Task objective: In the items below, reproduce everything from the line containing "iron stove grate" down to the line containing "[740,374,774,408]", swapping "evidence" for "proof" and leaving all else unchanged.

++++ Input rows

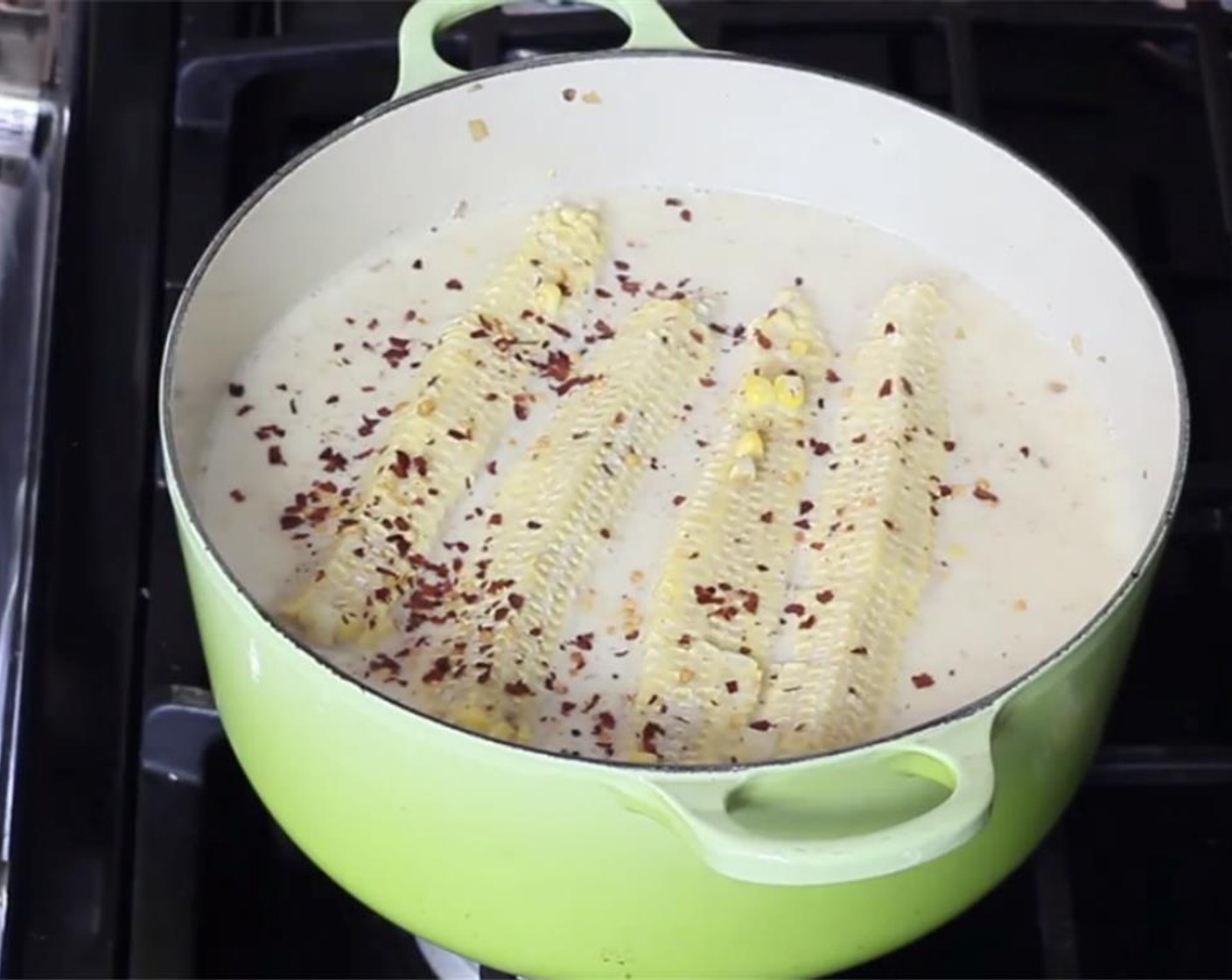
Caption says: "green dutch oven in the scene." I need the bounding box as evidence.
[154,0,1187,977]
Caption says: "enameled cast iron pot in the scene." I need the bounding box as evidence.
[161,0,1186,977]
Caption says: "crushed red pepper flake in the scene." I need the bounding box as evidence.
[640,721,663,756]
[254,423,287,443]
[389,449,410,480]
[552,374,598,398]
[971,480,1000,507]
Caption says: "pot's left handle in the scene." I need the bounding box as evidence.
[392,0,697,99]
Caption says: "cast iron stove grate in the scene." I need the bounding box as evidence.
[5,0,1232,977]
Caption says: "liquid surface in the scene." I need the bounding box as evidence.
[197,191,1133,758]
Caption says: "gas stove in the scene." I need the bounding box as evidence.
[0,0,1232,977]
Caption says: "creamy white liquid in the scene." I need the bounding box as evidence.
[199,191,1133,757]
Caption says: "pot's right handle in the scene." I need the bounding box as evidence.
[625,711,996,886]
[392,0,697,99]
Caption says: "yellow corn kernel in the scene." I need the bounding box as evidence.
[774,374,804,408]
[727,456,758,483]
[535,283,561,317]
[736,429,766,458]
[740,374,774,408]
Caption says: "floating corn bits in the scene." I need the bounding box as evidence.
[629,292,831,760]
[442,299,715,737]
[281,206,604,646]
[760,284,948,754]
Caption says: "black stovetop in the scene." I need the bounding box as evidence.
[3,0,1232,977]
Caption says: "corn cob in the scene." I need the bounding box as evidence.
[631,293,830,762]
[763,284,948,753]
[446,299,713,732]
[281,206,603,646]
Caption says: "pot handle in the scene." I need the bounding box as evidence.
[626,711,996,886]
[390,0,697,99]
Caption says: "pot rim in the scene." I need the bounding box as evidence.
[159,48,1190,777]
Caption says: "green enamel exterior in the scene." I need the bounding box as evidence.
[164,0,1159,977]
[390,0,696,99]
[169,467,1153,977]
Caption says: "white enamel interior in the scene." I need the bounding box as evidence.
[170,54,1181,695]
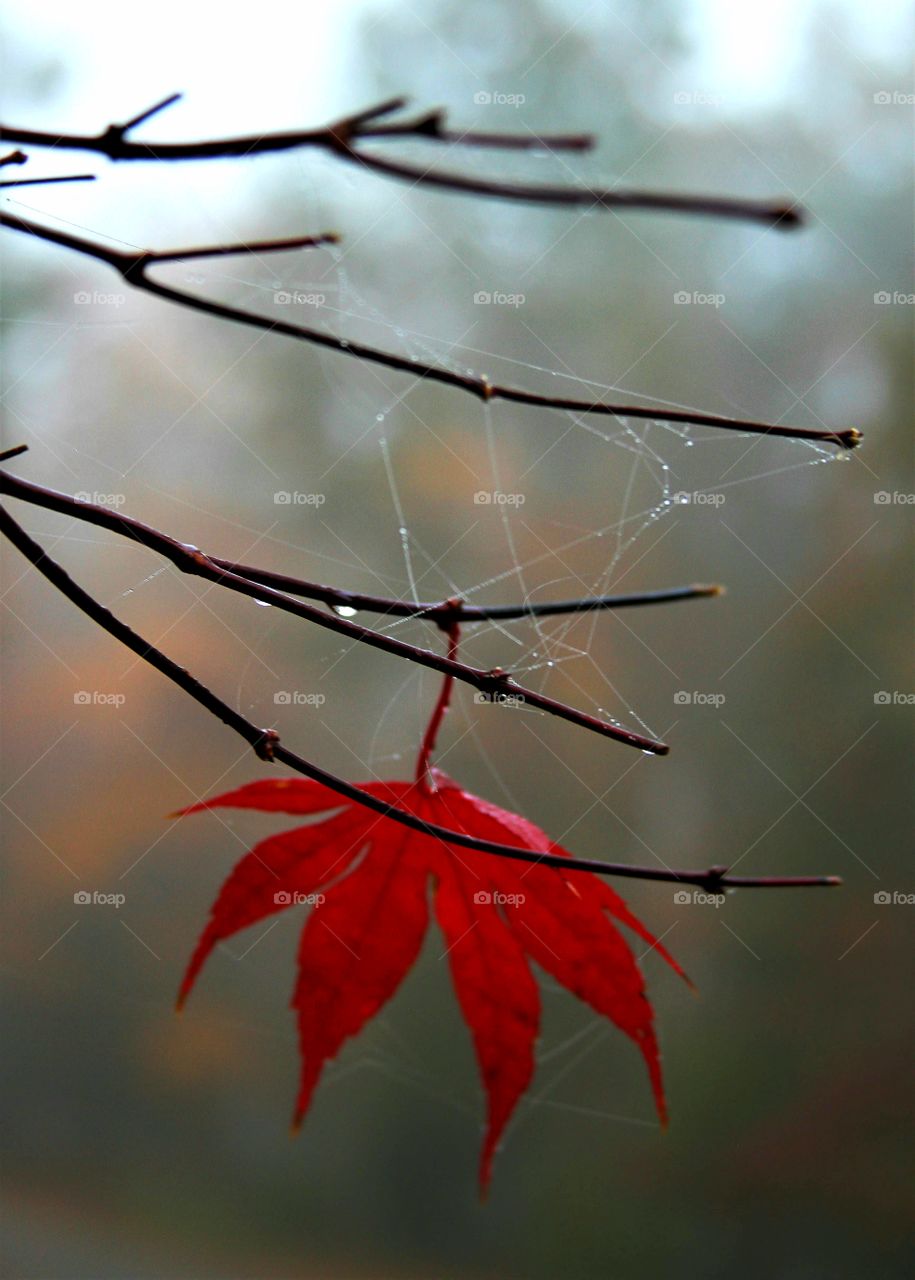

++++++++

Result of this exercise:
Caption says: "cast iron stove grate in the scene." I need the bounding box as proof.
[5,0,1232,977]
Caption says: "liquid surface in the scene." I need the bounding box as proof.
[197,191,1133,758]
Caption says: "gas stove in the scene." I need the bounding box as proof.
[0,0,1232,977]
Caption says: "creamy white liquid in the scene." I need the bounding box as proof.
[199,191,1133,757]
Caption says: "pot's right handle in the scene." I need the bounding box as proof.
[625,711,996,886]
[392,0,697,99]
Caption says: "yellow corn kernel in the scene." I need the bounding box as proof.
[774,374,804,408]
[727,456,758,483]
[535,283,561,317]
[736,429,766,458]
[740,374,774,408]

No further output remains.